▶ [SHORT EXERCISE]
Your task is to transcribe the entries below exactly, beginning with the line containing "Can you spot the red" and ending with the final line, and to add nothing else.

▶ [RECORDS FOR THE EXERCISE]
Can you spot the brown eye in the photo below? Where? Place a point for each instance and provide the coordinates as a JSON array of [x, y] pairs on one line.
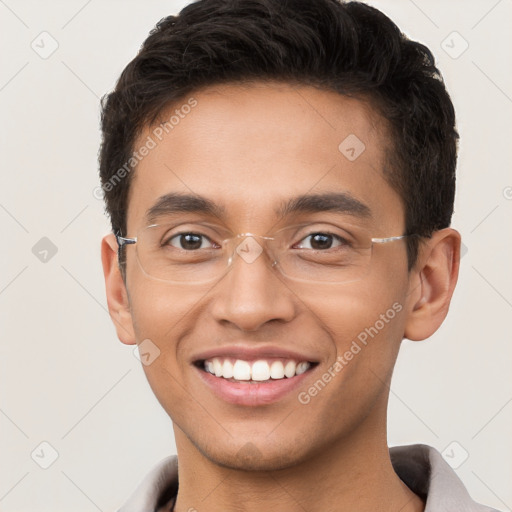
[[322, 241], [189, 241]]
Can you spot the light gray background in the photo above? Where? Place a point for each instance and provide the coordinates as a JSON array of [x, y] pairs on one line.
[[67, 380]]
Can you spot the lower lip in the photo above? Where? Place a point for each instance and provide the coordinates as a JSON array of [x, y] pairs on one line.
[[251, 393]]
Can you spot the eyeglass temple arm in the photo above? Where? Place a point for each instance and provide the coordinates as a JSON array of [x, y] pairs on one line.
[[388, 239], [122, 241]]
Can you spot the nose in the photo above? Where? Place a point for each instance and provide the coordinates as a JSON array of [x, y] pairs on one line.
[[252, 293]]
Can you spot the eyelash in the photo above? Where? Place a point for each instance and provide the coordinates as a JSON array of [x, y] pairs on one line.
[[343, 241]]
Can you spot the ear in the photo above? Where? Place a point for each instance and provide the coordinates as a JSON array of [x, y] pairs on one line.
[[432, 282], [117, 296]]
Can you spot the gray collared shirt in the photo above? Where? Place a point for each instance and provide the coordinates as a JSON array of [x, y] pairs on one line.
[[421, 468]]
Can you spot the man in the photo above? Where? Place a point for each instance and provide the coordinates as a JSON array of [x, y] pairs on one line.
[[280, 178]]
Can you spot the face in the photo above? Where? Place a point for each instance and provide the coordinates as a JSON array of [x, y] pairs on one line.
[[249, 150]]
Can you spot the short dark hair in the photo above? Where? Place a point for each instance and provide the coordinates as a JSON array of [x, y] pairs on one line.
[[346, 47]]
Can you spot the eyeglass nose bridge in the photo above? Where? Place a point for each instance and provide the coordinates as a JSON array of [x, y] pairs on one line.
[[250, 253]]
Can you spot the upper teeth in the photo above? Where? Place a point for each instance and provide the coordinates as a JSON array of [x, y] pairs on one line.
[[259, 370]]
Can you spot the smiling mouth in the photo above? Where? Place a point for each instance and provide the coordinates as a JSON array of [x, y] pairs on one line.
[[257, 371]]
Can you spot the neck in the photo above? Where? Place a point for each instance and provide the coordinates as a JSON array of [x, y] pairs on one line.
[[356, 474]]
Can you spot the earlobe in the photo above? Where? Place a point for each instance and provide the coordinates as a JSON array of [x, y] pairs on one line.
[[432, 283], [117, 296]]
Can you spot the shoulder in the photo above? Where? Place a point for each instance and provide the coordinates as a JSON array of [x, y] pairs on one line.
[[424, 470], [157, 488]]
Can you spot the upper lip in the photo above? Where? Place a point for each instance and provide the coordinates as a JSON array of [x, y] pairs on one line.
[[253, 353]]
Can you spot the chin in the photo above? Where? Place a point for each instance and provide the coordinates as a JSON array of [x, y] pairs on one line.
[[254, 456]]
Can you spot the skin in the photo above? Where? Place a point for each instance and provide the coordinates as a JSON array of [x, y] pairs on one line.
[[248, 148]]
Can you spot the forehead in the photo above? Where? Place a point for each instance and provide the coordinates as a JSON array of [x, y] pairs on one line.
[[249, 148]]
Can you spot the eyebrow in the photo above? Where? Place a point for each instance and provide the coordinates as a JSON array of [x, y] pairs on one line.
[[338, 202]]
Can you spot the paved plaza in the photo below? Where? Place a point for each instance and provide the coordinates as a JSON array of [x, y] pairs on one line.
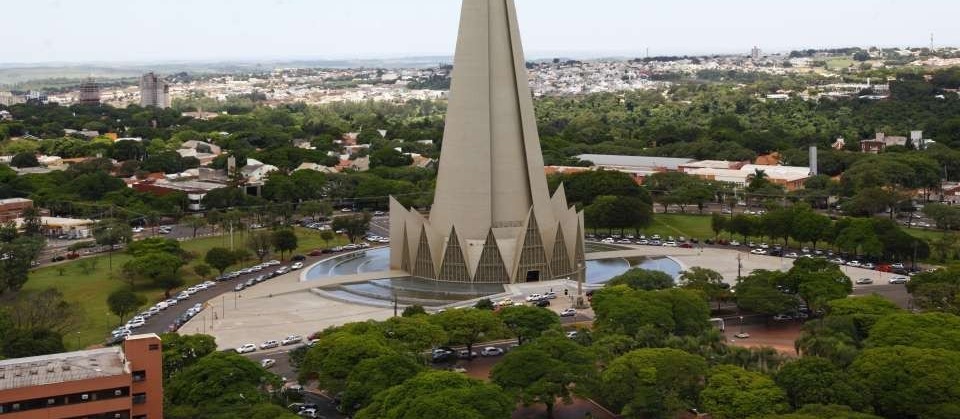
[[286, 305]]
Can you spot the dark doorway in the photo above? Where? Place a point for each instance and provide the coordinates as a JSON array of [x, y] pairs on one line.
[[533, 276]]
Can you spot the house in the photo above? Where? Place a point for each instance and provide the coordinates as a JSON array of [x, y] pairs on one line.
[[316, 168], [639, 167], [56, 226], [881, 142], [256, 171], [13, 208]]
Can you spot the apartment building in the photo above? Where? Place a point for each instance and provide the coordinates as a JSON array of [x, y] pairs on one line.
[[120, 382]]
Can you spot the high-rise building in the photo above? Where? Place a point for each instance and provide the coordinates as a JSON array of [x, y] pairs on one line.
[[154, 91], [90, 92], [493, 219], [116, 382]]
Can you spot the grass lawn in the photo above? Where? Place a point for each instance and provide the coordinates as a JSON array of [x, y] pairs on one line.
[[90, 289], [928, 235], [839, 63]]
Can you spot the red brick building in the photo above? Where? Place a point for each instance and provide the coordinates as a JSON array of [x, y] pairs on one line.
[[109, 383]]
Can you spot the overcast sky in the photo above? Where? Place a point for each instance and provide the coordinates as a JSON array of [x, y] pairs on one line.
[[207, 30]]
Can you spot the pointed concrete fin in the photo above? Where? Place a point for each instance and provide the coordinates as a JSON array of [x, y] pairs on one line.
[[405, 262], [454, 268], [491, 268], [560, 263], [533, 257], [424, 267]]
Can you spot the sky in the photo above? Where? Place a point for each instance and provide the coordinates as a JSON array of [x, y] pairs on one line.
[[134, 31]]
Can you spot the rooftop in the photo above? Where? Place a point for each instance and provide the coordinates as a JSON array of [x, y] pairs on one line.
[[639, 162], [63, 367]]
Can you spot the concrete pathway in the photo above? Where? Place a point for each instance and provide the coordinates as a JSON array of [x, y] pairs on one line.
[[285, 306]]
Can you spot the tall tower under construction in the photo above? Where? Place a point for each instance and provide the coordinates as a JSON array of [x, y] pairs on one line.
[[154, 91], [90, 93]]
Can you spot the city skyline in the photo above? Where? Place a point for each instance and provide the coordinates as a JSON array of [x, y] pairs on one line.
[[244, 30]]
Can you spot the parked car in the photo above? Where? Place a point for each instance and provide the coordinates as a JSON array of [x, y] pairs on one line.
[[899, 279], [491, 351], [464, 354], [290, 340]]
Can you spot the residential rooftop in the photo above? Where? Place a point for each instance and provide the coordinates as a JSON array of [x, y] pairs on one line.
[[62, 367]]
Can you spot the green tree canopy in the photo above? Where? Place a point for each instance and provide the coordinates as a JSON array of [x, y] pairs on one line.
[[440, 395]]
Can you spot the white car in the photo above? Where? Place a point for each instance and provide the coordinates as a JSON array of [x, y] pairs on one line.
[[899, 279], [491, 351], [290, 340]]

▶ [OUTPUT OF THE TASK]
Can you spot the red brick building in the photo above? Where? Place a point for each instance and provide the coordinates as a JSON array of [x, y] pairs on one line.
[[109, 383]]
Can you spot the overcast sky in the photo above? Where? Place a point for each instance and provide the coordinates as a JSON array of [x, y] pairs on one line.
[[207, 30]]
Can you spot the pointed concrete fin in the photo above? Where? Place a point for each instance and provide the coordinates as a JSON array of [x, y] pairs on one line.
[[405, 262], [454, 268], [491, 268], [560, 263], [533, 257], [424, 267]]
Can you spot the sky in the photo above? Where? Place a point for each instance and provide the coordinates as a JSON array of [x, y] pairs on one line.
[[134, 31]]
Can you spot the rooftop in the photo above? Where? Place a point for each instance and provide the coordinates as a JSON array of [x, y] pairs on one line.
[[639, 162], [63, 367]]
Can you spot the concrete pathway in the photo above? Where? Place a point for each instance and provide the coordinates as a JSON array of [x, y] pairs on one line.
[[285, 306]]
Can you spot the tall tower under construction in the photo above? Where? Place a point for each instance and provide the coordinates as a JSON array of [x, y] pairs on one line.
[[154, 91], [90, 93]]
Can you spot the city skyline in the photo above? Where? Place a point for each instance and provide the coordinates as a JSON array of [x, y] pairs on one line.
[[244, 30]]
Can you spot the parked car in the photo above? Where? Place a point for each instance and provide the coordinates as a JSON array of [x, y] pairs on one line.
[[899, 279], [491, 351], [464, 354], [290, 340]]
Can you spot the residential rooftop in the photo above? Where? Place a point for each instance and provide the coordinates as a JSON array of [x, y] pairs on one line.
[[62, 367]]
Can you spot the green tree canopy in the photo above? Where? Place a point for each instance and provide the coordinates as a JSON array of [x, y] pairs on one line.
[[440, 395]]
Can you spot the white car in the photo above? Where? Place a point for each instance and provide the coordinates as a JSON array of [x, y] pairs on one line.
[[899, 279], [491, 351], [290, 340]]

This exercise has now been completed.